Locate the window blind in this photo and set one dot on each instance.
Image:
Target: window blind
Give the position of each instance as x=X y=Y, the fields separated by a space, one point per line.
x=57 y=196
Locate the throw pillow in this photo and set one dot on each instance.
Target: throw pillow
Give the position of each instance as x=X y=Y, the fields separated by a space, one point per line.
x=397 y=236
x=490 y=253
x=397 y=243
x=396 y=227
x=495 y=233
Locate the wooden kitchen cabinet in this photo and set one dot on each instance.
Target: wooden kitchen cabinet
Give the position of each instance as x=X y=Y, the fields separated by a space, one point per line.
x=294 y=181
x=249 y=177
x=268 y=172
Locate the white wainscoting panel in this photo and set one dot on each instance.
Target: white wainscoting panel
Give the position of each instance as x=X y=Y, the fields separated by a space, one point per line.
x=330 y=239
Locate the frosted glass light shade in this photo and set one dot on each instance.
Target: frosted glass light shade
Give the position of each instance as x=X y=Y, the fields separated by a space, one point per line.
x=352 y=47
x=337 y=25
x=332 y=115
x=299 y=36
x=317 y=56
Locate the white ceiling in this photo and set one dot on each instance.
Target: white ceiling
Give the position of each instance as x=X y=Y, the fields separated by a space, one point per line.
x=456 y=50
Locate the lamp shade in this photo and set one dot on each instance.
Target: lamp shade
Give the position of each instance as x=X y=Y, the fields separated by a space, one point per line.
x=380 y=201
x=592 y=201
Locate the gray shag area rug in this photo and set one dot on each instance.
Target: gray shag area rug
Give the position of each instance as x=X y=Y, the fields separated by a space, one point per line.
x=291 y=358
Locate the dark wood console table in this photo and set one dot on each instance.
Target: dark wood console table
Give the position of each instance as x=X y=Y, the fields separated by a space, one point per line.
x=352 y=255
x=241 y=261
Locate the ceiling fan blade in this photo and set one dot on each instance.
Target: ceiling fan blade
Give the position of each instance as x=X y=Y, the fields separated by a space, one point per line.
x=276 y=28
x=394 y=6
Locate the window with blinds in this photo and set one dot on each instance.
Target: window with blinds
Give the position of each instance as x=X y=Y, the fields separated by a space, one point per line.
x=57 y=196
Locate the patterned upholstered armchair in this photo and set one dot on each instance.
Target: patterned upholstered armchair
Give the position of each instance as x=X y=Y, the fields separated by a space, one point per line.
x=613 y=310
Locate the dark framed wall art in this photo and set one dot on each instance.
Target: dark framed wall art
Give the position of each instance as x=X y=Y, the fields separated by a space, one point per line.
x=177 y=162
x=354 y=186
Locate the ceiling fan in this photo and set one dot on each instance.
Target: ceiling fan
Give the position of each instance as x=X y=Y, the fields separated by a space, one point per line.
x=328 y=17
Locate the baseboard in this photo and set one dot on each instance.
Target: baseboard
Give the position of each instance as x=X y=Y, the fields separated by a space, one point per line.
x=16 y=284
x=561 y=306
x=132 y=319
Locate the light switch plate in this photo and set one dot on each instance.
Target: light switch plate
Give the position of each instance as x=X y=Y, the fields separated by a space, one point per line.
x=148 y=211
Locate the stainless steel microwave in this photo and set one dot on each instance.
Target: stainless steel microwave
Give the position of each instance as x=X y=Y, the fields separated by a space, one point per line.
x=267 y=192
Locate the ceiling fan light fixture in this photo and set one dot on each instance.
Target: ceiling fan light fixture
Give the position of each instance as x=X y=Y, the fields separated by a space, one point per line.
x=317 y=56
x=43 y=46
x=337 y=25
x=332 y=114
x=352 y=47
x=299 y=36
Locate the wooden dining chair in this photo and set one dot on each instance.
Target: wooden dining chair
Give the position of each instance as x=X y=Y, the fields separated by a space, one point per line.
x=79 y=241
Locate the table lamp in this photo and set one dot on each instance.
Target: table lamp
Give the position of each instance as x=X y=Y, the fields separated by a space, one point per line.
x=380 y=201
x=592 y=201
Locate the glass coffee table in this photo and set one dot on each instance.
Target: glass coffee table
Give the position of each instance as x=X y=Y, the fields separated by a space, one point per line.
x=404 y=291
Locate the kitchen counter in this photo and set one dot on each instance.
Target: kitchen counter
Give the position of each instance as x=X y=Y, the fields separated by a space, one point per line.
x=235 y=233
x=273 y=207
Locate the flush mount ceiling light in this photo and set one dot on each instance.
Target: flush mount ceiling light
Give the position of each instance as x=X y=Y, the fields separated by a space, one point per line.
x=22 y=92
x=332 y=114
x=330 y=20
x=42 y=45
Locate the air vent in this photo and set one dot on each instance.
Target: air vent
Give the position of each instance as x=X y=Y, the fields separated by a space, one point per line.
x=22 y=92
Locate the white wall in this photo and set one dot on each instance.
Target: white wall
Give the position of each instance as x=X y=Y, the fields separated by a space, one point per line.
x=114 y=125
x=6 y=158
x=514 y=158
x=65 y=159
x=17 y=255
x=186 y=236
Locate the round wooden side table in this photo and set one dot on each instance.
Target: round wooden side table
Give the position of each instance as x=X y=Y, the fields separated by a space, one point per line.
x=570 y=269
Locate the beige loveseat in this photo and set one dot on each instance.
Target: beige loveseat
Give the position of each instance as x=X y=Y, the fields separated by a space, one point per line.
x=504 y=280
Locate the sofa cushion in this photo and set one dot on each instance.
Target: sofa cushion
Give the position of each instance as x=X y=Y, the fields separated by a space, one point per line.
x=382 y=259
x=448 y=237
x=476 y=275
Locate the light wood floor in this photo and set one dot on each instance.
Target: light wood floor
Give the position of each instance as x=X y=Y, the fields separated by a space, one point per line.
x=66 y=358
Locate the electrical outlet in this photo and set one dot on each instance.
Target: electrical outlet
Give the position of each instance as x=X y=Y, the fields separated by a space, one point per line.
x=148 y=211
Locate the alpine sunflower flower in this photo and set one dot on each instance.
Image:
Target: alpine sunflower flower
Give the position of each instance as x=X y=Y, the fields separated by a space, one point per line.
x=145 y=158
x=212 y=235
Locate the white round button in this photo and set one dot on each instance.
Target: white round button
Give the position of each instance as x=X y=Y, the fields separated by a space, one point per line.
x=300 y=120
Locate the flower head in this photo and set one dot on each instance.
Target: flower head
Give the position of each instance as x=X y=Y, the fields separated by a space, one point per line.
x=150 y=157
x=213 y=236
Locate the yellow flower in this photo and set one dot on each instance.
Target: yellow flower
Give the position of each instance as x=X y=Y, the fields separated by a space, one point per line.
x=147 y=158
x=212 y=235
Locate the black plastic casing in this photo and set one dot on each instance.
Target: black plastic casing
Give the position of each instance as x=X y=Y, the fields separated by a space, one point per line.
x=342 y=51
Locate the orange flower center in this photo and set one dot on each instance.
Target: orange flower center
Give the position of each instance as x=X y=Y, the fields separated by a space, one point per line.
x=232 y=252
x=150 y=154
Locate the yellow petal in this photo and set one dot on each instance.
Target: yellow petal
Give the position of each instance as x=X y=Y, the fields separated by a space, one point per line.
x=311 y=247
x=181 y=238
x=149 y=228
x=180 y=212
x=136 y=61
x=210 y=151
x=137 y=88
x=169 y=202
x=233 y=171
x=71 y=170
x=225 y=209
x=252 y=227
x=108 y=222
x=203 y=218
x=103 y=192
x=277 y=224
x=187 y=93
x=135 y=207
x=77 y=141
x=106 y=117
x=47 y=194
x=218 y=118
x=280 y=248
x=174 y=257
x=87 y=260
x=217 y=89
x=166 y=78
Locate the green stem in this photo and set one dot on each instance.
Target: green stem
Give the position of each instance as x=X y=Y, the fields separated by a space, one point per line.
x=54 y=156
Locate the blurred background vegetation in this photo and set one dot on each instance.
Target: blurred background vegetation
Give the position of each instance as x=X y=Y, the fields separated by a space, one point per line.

********

Set every record down again, exactly as given.

Written response »
Locate the window blind in this photo and set one dot on each instance.
Image:
Target: window blind
Give the position of each instance as x=X y=Y, the fields separated by a space, one point per line.
x=57 y=196
Locate the throw pillow in this photo and set one dot on each instance.
Target: throw pillow
Give the position of each instance as x=X y=Y, the fields separated by a space, one point per line.
x=397 y=236
x=490 y=253
x=397 y=243
x=396 y=227
x=495 y=233
Locate the wooden kitchen cabinet in this photo and set one dot on each instance.
Target: wooden kitchen cabinet
Give the position of each instance as x=X y=Y, the fields separated by a space, one point per line.
x=294 y=181
x=249 y=177
x=268 y=172
Locate the white wainscoting panel in this photo and set one dot on each instance.
Target: white wainscoting panel
Give the position of each instance as x=X y=Y, the fields separated by a space, one point per line.
x=330 y=239
Locate the frosted glass light shade in this photo and set one dot on each instance.
Target: frosted glass light shade
Give the position of each instance as x=X y=Y, the fields separated by a space, one point per line.
x=352 y=47
x=337 y=25
x=332 y=115
x=299 y=36
x=317 y=56
Locate the white ceiling in this photo and set one dot on each instance.
Target: white ceiling
Give the position of each instance as x=X y=Y, the fields separated by a space, one point per line.
x=456 y=50
Locate the lamp shade in this photo and set one dot on each instance.
Target: lamp shade
Give the position of each instance as x=X y=Y, the fields separated by a space, one point per line.
x=380 y=201
x=592 y=201
Locate the gray shag area rug in this photo and set one dot on each instance.
Target: gray shag area rug
Give the position of each instance as x=X y=Y, the fields separated by a space, one point per line.
x=291 y=358
Locate the dark wood console table in this photo and set one dot on each instance.
Target: dark wood console table
Give the position of each instance as x=X y=Y, the fields separated by a space, one point per line.
x=352 y=255
x=241 y=261
Locate the ceiling fan blade in this photo and set one dot on each instance.
Target: ceiling fan blade
Give the position of each instance as x=X y=Y, the fields separated by a space, one point per line.
x=276 y=28
x=394 y=6
Locate the window with blinds in this photo and set one dot on each instance.
Target: window with blinds
Give the position of each instance as x=X y=Y, the fields separated by a space, one point per line.
x=57 y=196
Locate the patterned upholstered armchair in this photo and set one dot on each instance.
Target: patterned upholstered armchair
Give the position of each instance as x=X y=Y, the fields separated by a space, one point per line.
x=613 y=310
Locate the dark framed wall art in this photo and set one dot on each instance.
Target: dark framed wall art
Give the position of each instance as x=X y=Y, the fields separated by a space, one point per line.
x=177 y=162
x=354 y=186
Locate the ceiling fan in this photo and set one dot on each instance.
Target: ceiling fan
Give the position of each instance as x=X y=Y, the fields separated by a space, one point per line.
x=328 y=17
Locate the baseboard in this photo and set one dot on each instance.
Target: baseboard
Give the position of each instance as x=X y=Y, the fields separated by a space, one point per line.
x=16 y=284
x=561 y=306
x=132 y=319
Locate the light switch plate in this photo and set one dot on each instance.
Target: light switch plate
Give the position of each instance as x=X y=Y, the fields separated by a space, one point per line.
x=148 y=211
Locate the stainless steel microwave in this photo and set one dot on each instance.
Target: stainless steel microwave
Give the position of each instance as x=X y=Y, the fields separated by a space, one point per line.
x=267 y=192
Locate the ceiling fan light fixture in this photo and set one dot on each instance.
Target: ceiling fan light fixture
Give the position of each instance as x=X y=Y, the fields separated by a space, one point per line.
x=317 y=56
x=43 y=46
x=337 y=25
x=332 y=114
x=352 y=47
x=299 y=36
Locate the wooden dining chair in this photo and set one dot on each instance.
Target: wooden dining chair
Give the position of each instance as x=X y=Y, the fields separated by a space, one point per line.
x=79 y=241
Locate the table lamp in this photo and set one dot on each instance.
Target: table lamp
Give the position of each instance as x=X y=Y, the fields separated by a space, one point per line.
x=380 y=201
x=592 y=201
Locate the glass coffee table in this photo and set one dot on each instance.
Target: glass coffee table
Give the position of each instance as x=X y=Y, the fields separated by a space, one point per line.
x=404 y=291
Locate the kitchen counter in this photo and set one dot on each instance.
Target: kitchen counter
Give the position of each instance as x=X y=Y, the fields separated by a space, one point per line.
x=235 y=233
x=273 y=207
Locate the flush mount ceiling light in this photo and set one dot on each instance.
Target: flush mount ceiling light
Give the position of each instance as x=X y=Y, the fields separated by a space, one point per line.
x=22 y=92
x=332 y=114
x=330 y=20
x=42 y=45
Locate the air vent in this photo and set one dot on each instance.
Target: air vent
Give the position of each instance as x=X y=Y, the fields separated by a space, one point per line.
x=22 y=92
Locate the white wall in this photo and set one dot on each instance.
Target: white wall
Give the position of each instance as x=X y=Y, the fields separated by a space, one point per line.
x=114 y=125
x=6 y=158
x=514 y=158
x=65 y=159
x=17 y=255
x=186 y=236
Locate the round wooden side table in this photo and set one dot on each instance.
Target: round wooden side table
Give the position of each instance as x=X y=Y, the fields separated by a space, one point per line.
x=570 y=269
Locate the beige loveseat in this photo and set one dot on each instance.
Target: beige loveseat
Give the position of each instance as x=X y=Y, the fields separated by a space, one point per line.
x=504 y=280
Locate the sofa cushion in this photo and set one dot on each instance.
Target: sofa cushion
Give the position of each instance as x=X y=Y, the fields separated by a space, one point per line.
x=382 y=259
x=448 y=237
x=476 y=275
Locate the light wood floor in this photo and set one dot on each instance.
Target: light wood floor
Give the position of each instance as x=X y=Y, the fields separated by a space, one point per line.
x=66 y=358
Locate the electrical outlet in this photo and set one dot on each instance.
Target: electrical outlet
Give the position of each instance as x=X y=Y, the fields separated by a space, one point per line.
x=148 y=211
Locate the alpine sunflower flower in this photo and set one dot on each instance.
Image:
Target: alpine sunflower flower
Give the position of each instance as x=X y=Y, the fields separated by a space, one point per line.
x=145 y=158
x=212 y=235
Locate the white round button in this photo and set one dot on each instance.
Target: white round button
Give the position of each instance as x=X y=Y, the fields separated by a space, one point per line.
x=300 y=120
Locate the flower head in this photo and set one dot on each instance.
Target: flower head
Give the position of each instance as x=X y=Y, the fields separated by a space, one point per line.
x=150 y=157
x=213 y=236
Locate the yellow flower in this photo and set one dot on each instance.
Target: yellow flower
Give the position of each instance as x=X y=Y, the fields separated by a space, one point per line.
x=147 y=158
x=212 y=235
Locate the black plastic casing in this photo and set one dot on each instance.
Target: black plastic casing
Give the position of each instance as x=X y=Y, the fields separated by a space, one point per line.
x=342 y=51
Locate the orange flower center in this photo and set one dot on each instance.
Target: orange flower center
Give the position of each instance as x=X y=Y, the fields separated by a space, one point per line.
x=232 y=252
x=150 y=154
Locate the yellow petal in this photo and set one dot on each instance.
Target: yellow petal
Give the position of each instance as x=X y=Y, the fields separated by a space, one point per line.
x=311 y=247
x=181 y=238
x=149 y=228
x=180 y=212
x=136 y=61
x=210 y=151
x=137 y=88
x=169 y=202
x=233 y=171
x=71 y=170
x=225 y=209
x=252 y=227
x=108 y=222
x=203 y=218
x=103 y=192
x=277 y=224
x=187 y=93
x=135 y=207
x=77 y=141
x=106 y=117
x=47 y=194
x=218 y=118
x=280 y=248
x=174 y=257
x=87 y=260
x=217 y=89
x=166 y=78
Locate the green stem in this photo and set one dot on each instance.
Target: green stem
Give the position of each instance as x=X y=Y, the fields separated by a space, one point per line.
x=54 y=156
Locate the blurred background vegetation in this photo and set one dot on each instance.
Target: blurred background vegetation
Give the position of each instance as x=X y=Y, the fields separated by a space, one point per line.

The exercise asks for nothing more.